**DESCRIPTION OF THE TASK**. Images in the data are to be skipped, while every line is restated exactly as written.

**MATERIAL FOR THIS EXERCISE**.
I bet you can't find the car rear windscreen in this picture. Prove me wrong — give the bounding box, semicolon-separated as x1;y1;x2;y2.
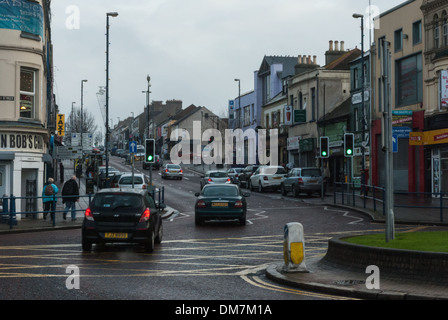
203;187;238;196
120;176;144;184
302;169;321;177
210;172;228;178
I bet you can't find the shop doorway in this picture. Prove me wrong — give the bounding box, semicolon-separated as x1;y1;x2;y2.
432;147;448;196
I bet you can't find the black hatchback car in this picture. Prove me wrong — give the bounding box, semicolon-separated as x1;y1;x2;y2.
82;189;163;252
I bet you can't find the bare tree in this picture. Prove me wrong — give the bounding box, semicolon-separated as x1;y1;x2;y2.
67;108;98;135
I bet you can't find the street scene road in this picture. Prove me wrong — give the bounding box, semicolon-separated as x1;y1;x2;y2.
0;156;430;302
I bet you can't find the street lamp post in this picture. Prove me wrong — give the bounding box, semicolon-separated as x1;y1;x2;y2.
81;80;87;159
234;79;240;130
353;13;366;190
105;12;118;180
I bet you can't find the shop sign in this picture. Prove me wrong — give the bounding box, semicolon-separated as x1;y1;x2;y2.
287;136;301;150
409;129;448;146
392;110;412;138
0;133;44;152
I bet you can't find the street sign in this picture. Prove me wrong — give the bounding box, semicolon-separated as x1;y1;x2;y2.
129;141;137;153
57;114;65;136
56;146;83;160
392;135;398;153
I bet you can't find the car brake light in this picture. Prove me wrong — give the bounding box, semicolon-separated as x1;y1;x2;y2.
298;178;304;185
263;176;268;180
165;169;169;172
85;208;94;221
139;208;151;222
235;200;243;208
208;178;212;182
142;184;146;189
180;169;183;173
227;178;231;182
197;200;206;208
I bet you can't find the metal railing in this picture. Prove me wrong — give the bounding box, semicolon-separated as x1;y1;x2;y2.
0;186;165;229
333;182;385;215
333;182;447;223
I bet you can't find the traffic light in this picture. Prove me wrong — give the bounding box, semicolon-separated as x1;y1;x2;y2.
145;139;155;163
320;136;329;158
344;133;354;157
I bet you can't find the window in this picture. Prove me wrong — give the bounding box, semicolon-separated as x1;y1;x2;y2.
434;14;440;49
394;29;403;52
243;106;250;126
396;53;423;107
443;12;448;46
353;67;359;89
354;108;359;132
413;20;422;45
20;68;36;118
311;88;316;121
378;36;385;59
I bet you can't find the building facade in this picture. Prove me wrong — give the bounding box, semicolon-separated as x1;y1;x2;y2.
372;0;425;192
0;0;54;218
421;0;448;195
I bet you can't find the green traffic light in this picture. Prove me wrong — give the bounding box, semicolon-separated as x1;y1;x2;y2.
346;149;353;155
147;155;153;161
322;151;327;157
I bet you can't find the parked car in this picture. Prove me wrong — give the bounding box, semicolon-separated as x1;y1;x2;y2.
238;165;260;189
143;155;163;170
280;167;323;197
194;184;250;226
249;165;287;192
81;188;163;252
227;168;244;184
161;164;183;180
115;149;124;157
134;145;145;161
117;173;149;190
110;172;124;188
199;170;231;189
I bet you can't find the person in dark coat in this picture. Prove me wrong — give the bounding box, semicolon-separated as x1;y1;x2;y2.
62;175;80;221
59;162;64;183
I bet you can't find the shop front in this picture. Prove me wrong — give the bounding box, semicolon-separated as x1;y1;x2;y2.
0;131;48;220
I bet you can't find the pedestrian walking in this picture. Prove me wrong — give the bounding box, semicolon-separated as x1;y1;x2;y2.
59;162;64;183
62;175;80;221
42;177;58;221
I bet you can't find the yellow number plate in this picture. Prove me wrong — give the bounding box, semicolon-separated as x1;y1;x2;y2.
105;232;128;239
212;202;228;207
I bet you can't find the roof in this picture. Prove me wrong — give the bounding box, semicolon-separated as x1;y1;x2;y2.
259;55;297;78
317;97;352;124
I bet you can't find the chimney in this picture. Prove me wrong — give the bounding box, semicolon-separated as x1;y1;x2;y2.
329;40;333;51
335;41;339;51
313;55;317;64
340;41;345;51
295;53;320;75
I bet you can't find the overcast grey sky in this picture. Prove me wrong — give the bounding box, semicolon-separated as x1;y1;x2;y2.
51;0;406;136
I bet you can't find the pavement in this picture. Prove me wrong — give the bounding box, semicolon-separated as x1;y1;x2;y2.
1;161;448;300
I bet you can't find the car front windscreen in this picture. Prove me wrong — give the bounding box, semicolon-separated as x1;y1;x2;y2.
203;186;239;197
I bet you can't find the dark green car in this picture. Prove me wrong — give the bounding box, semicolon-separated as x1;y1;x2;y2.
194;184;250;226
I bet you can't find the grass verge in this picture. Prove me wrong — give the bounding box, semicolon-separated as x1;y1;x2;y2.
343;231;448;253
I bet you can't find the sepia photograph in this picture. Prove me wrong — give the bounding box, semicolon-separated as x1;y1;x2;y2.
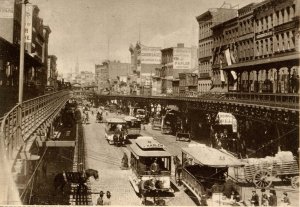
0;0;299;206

**RESPONSE TO THIS TASK**.
I bet you can't find the car rear windscreen in this picture. Prove me wrong — give the bounding box, semicolon-separated as x1;y1;x2;y2.
203;187;238;196
120;176;144;184
302;169;321;177
210;172;228;178
I bet you can't find the shop doorway in this picture. Prove me wrong — give the bounding box, semicolon-separated as x1;y1;x2;y2.
432;147;448;196
I bet you can't find the black hatchback car in this picture. Prove me wrong — give the bounding box, semicolon-separated as x1;y1;x2;y2.
82;189;163;252
I bet you can't find the bare tree in this picture. Prove me wrong — give the bounding box, semicolon-separated as x1;y1;x2;y2.
67;108;98;135
I bet you can't find the street scene road in this picture. Prove me wrong — give the bounding box, semicolon-separated as x1;y1;x2;y2.
0;156;430;302
I bet you can't find the street lamp post in this picture. Prove me wrong — give the bounding box, semicolon-separated as x1;y1;x2;y2.
81;80;87;159
234;79;240;130
353;13;366;190
105;12;118;180
I bet you can't find the shop sign in this picture. Prove me wrong — give the bounding box, semicolon-separated as x1;y1;x2;y2.
287;136;301;150
409;129;448;146
392;110;412;138
0;133;44;152
I bet you can't find the street sign in this picture. Prove me wrong — give the bounding box, semicolon-separated as x1;y1;x2;y2.
129;141;137;153
57;114;65;136
56;146;83;160
392;135;398;153
I bet you can't find the car brake light in this picture. Prove me wrong — give the bounding box, semicolon-separated as x1;y1;x2;y2.
298;178;304;185
263;176;268;180
165;169;169;172
85;208;94;221
139;208;151;222
235;200;243;208
208;178;212;182
142;184;146;189
180;169;183;173
227;178;231;182
197;200;206;208
I bet you can't find the metal railing in this picture. Prove me wrong — give the bounding box, semicolon-separated as x1;y1;x2;y2.
0;186;165;229
333;182;385;215
333;182;447;223
I bet you can't find the traffic light in this picture. Prove me wrong — give the bounding box, semicolon-separated as x1;y1;x2;y2.
145;139;155;163
320;136;329;158
344;133;354;157
I bet you can't find the window in this picture. Prove me wrong — give the bounding box, semicolon-separated as x1;y1;x2;y2.
434;14;440;49
394;29;403;52
243;106;250;126
396;53;423;107
443;12;448;46
353;67;359;89
354;108;359;132
413;20;422;45
20;68;36;118
311;88;316;121
378;36;385;59
I bet you can't find the building facade in this picture. Prove me wrong — give the bounding box, semicolon-separated as x1;y1;x2;y2.
372;0;425;192
0;0;54;218
421;0;448;195
I bet you can't find the green traffic light in this picture. Prove me wrong — give the bounding box, semicolon-separated as x1;y1;x2;y2.
346;149;353;155
147;155;153;161
322;151;327;157
I bet you can't find the parked car in this picture. Prove me wrong — give the bounding box, semicolon-separated as x1;y1;x2;y2.
238;165;260;189
143;155;163;170
280;167;323;197
194;184;250;226
249;165;287;192
81;188;163;252
227;168;244;184
161;164;183;180
115;149;124;157
134;145;145;161
117;173;149;190
110;172;124;188
199;170;231;189
I bet you can't find the person in dark coat in this picture. Prove me wrong — give the bounding box, semicolon-separated as x1;y1;x2;y2.
62;175;80;221
59;162;64;183
I bet you can't find the shop front in this picture. Prove me wrong — give the bounding box, semicolon-separated as x1;y1;x2;y2.
0;131;48;220
I bet you can't find the pedestrian walking in this picture. Prove me wrong — give the bounding box, semicolon-separated as x1;y1;x2;y2.
59;162;64;183
62;175;80;221
42;177;58;221
I bet you can't find the yellow number plate in this picture. Prove me wrong — give the bounding box, semicolon-separated as x1;y1;x2;y2.
105;232;128;239
212;202;228;207
I bet you can't find the roof in this picture. Prove me wrong — give the bounding box, semicolon-separated as x1;y1;x2;y2.
259;55;297;78
317;97;352;124
I bet you can't find the chimney in this picture. Prove me wrong — give the bounding box, semicolon-separated as x1;y1;x2;y2.
329;40;333;51
335;41;339;51
313;55;317;64
340;41;345;51
295;53;320;75
I bet you can't find the overcast grey sky in this picture. Prove me wrong — give the bounding box, semicolon-separated as x1;y1;x2;y2.
51;0;406;136
I bet you can't find the pavement in this picture. Prove me wrong — give the bounding box, semicolon-separated as x1;y1;x2;y2.
1;161;448;300
I bet you can't find the car front windscreen in this picture. Prove me wrong — give the bounding box, semicolon-separated as x1;y1;x2;y2.
203;186;239;197
I bet you can't find the dark green car in this picture. Prove me wrong — give the bounding box, semicolon-separated as x1;y1;x2;y2.
194;184;250;226
I bet you can't find the grass verge in this picture. Prove me wrong — give the bounding box, semicolon-separated as x1;y1;x2;y2.
343;231;448;253
I bet you can't find the sepia photograph in this picture. Prove me wrong — give the bounding box, semicolon-separated as x1;y1;x2;y2.
0;0;299;206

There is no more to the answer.